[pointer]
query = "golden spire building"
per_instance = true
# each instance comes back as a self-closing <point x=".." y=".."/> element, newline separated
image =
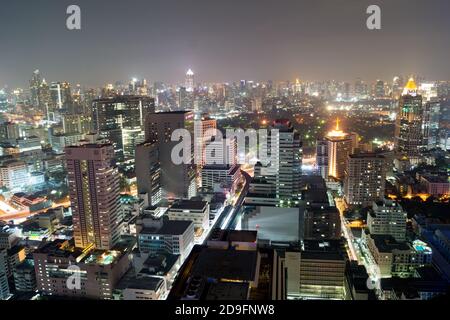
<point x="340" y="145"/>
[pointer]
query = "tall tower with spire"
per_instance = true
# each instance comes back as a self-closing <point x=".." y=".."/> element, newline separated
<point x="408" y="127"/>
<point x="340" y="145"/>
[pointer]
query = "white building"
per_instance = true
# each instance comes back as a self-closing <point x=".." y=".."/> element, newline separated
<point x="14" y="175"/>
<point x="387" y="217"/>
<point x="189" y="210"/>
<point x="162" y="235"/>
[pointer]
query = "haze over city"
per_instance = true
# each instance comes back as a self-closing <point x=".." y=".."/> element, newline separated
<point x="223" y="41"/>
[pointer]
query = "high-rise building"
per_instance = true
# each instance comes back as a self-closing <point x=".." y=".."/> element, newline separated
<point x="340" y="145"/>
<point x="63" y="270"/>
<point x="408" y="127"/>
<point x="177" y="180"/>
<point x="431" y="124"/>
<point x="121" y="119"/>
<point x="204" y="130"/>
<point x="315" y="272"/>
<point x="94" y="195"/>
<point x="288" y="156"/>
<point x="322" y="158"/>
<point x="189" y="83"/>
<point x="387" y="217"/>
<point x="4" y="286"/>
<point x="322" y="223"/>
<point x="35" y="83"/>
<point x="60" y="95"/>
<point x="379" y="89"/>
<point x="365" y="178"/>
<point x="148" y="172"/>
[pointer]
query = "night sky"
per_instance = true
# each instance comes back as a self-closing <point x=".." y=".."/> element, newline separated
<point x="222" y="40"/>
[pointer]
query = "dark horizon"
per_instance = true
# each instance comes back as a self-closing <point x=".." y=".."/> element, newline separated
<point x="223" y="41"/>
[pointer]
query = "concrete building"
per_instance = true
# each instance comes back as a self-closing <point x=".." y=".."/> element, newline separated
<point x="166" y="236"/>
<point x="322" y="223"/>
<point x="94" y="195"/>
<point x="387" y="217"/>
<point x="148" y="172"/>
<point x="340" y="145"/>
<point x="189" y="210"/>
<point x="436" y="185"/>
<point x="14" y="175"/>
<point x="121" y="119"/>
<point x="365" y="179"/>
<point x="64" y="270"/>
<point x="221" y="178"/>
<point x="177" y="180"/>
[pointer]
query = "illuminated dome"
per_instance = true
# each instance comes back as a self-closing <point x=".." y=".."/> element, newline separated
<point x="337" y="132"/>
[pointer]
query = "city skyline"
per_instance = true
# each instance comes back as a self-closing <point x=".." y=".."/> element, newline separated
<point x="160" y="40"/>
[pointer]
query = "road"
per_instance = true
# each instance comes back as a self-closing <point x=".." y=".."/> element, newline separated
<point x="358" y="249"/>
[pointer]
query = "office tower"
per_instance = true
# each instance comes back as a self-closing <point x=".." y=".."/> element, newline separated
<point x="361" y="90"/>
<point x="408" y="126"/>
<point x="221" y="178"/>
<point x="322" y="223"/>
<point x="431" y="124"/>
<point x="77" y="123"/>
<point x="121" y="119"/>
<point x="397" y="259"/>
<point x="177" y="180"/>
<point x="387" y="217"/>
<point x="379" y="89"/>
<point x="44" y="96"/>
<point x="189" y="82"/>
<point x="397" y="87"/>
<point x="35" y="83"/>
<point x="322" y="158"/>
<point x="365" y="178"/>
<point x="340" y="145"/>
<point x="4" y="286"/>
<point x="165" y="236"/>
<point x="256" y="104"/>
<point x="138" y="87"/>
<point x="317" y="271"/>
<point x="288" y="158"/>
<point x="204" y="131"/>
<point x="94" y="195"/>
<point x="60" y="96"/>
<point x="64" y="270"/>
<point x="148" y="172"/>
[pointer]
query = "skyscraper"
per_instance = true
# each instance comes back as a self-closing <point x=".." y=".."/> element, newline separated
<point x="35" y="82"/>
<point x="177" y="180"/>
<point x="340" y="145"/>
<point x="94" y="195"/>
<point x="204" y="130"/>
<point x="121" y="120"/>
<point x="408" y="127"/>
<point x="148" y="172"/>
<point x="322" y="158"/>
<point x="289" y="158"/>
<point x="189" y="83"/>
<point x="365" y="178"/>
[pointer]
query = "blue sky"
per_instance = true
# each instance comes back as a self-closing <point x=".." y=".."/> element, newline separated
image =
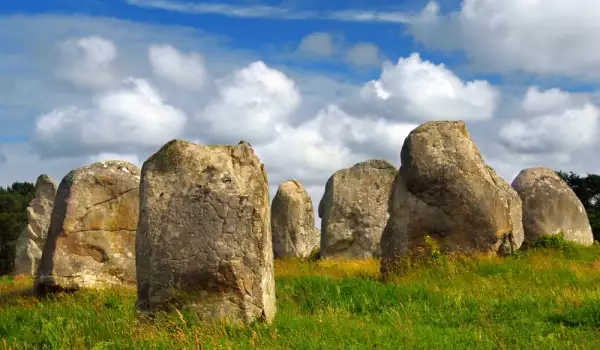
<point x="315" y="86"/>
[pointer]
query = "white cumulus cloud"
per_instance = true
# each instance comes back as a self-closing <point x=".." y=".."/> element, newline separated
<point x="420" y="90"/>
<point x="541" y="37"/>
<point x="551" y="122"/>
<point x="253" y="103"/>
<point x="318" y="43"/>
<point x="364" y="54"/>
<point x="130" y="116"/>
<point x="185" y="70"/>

==

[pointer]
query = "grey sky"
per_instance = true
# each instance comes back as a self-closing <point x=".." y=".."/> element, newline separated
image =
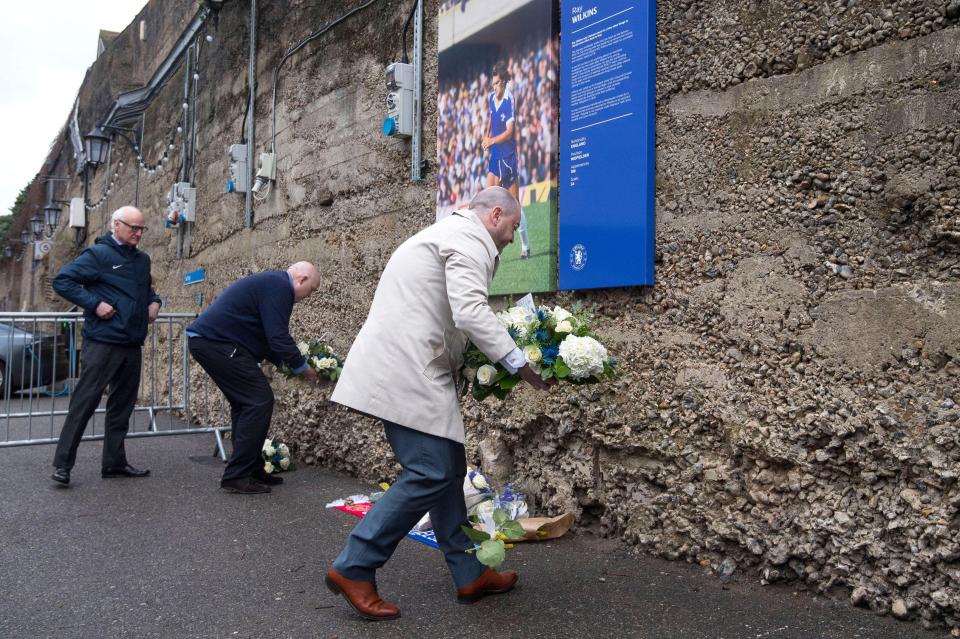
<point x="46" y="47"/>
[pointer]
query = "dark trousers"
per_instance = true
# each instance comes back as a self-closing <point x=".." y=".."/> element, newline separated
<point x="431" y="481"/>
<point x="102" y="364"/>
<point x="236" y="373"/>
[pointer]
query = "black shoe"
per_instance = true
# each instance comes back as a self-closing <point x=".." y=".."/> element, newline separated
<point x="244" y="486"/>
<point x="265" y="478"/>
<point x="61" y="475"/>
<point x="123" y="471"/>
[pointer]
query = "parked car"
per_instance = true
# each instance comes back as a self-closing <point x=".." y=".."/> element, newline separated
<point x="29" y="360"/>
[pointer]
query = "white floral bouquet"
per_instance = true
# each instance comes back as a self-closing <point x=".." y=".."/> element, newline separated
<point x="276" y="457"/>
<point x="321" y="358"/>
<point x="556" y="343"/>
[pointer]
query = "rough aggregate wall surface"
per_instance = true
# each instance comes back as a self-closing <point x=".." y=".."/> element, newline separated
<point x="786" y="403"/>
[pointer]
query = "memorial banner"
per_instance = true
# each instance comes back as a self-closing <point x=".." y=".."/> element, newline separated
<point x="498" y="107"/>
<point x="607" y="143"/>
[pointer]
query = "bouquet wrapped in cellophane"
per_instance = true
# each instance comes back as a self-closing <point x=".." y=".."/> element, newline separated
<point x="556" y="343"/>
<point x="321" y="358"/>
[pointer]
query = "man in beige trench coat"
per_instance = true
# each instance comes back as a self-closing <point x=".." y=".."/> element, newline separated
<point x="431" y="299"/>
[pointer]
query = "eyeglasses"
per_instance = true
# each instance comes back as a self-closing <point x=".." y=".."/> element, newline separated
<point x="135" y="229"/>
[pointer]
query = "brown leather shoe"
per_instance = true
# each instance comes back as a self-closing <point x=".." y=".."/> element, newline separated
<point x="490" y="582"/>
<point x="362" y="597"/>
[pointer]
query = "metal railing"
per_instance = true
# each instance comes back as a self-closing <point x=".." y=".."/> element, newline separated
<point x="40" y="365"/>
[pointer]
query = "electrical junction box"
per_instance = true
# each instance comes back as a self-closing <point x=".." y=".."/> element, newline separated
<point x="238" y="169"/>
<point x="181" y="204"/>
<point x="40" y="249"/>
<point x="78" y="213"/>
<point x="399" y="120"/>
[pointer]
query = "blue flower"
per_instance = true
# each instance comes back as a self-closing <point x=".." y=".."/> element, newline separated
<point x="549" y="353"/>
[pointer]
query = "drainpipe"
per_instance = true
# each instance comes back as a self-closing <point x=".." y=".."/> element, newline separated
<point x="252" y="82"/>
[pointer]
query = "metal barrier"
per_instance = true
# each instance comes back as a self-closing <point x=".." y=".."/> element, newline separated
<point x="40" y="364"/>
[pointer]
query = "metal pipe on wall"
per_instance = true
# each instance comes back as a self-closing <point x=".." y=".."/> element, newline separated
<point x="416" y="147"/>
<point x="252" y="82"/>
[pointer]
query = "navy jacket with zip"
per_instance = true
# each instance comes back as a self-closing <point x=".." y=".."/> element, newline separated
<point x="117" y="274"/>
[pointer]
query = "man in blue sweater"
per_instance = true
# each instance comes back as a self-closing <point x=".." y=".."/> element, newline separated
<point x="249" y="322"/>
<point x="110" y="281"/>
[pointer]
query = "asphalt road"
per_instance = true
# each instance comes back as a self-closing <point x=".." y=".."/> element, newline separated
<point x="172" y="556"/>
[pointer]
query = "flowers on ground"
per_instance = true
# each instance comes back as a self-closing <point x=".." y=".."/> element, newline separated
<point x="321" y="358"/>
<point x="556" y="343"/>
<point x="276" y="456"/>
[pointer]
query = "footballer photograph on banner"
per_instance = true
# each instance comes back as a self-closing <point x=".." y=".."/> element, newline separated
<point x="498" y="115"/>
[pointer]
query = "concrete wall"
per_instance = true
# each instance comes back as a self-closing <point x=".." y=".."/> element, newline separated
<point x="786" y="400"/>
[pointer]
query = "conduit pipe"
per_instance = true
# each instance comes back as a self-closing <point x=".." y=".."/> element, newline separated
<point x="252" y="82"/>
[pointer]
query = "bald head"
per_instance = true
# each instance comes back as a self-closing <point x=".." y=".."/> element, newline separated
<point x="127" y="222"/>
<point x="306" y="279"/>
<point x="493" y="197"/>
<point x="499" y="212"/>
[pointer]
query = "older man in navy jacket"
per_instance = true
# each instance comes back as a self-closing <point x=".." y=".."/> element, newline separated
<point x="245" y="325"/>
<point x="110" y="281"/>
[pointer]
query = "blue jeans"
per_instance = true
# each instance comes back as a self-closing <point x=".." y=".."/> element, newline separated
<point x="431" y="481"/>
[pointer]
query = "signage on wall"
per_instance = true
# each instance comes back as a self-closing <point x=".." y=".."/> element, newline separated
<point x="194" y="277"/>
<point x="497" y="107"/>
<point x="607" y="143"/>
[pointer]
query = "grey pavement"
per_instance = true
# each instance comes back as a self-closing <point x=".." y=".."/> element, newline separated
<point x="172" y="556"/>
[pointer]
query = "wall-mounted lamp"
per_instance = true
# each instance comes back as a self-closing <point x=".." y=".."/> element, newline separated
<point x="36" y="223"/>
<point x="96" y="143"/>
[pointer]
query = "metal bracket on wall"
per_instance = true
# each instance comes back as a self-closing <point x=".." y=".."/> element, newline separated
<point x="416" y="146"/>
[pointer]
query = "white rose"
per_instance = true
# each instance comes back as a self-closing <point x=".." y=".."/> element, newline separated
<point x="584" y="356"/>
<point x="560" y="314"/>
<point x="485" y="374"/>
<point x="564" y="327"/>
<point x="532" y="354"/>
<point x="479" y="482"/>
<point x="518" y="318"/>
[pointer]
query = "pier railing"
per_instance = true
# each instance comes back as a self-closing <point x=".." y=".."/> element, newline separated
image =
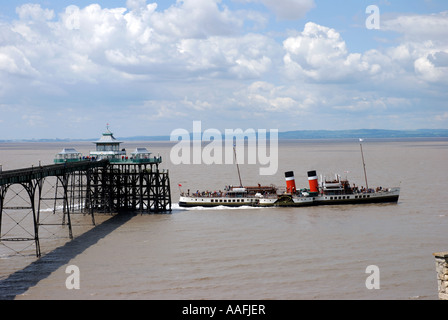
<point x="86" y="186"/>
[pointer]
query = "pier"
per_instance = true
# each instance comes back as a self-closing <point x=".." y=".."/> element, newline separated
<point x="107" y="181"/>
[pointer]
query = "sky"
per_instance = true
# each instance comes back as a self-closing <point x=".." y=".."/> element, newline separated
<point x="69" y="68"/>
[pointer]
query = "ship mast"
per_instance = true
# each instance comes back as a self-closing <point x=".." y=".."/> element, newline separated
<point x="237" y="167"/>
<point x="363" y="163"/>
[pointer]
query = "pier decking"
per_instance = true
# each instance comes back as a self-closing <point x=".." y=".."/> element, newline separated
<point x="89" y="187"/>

--

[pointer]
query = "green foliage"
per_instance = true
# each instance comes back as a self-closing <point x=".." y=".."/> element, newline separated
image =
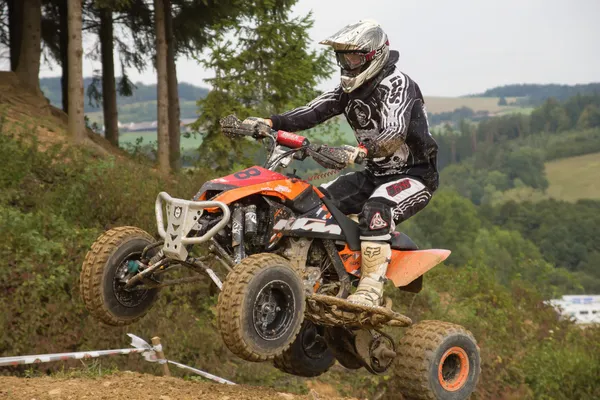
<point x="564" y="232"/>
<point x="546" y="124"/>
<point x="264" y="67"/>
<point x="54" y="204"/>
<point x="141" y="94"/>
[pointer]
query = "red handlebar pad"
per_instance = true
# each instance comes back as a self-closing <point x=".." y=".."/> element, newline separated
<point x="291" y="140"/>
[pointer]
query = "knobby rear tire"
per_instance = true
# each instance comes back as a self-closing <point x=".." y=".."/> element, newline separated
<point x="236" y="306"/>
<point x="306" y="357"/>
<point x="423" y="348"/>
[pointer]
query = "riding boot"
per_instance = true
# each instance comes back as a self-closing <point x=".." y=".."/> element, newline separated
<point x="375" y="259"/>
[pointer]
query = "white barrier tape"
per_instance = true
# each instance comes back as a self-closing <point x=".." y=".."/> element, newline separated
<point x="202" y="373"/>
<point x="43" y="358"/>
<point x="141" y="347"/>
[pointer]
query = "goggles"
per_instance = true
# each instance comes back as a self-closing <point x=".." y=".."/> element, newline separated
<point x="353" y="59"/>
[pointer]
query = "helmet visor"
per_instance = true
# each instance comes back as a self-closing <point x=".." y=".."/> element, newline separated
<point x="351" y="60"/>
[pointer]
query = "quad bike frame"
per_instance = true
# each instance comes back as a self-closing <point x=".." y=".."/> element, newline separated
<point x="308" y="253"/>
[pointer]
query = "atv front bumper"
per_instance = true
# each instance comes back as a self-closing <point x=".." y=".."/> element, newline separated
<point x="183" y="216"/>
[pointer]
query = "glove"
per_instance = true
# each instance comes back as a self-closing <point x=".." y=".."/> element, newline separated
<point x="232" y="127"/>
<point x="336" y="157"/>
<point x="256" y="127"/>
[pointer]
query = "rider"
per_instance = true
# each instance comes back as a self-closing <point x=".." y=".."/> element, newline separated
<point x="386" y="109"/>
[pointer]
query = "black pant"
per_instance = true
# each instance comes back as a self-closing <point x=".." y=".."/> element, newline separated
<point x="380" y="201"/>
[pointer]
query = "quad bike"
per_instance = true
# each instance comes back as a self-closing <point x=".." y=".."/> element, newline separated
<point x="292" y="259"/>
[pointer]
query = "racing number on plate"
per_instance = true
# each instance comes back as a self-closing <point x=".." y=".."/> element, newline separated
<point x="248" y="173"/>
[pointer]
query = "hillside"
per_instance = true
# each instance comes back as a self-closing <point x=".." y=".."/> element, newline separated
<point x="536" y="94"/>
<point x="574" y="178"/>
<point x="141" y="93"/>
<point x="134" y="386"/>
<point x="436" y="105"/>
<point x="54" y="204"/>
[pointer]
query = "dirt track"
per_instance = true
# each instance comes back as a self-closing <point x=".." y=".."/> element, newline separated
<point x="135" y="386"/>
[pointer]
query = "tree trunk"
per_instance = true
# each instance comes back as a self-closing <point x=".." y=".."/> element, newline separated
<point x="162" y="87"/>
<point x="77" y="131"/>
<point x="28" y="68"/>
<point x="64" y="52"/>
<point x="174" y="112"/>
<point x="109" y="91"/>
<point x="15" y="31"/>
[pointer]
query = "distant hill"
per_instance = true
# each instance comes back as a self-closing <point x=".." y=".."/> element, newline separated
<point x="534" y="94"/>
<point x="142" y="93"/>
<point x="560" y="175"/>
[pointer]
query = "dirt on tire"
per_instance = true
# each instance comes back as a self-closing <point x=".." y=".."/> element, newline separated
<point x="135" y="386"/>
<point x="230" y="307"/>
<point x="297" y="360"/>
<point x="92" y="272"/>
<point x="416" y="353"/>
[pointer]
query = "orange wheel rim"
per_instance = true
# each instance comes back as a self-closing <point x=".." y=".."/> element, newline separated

*WRITTEN INSTRUCTION*: Count the lines in the records above that contain the string "concrete", treating uppercase and lowercase letters as distinct, and reply with the number alone.

*FINAL RESULT*: 2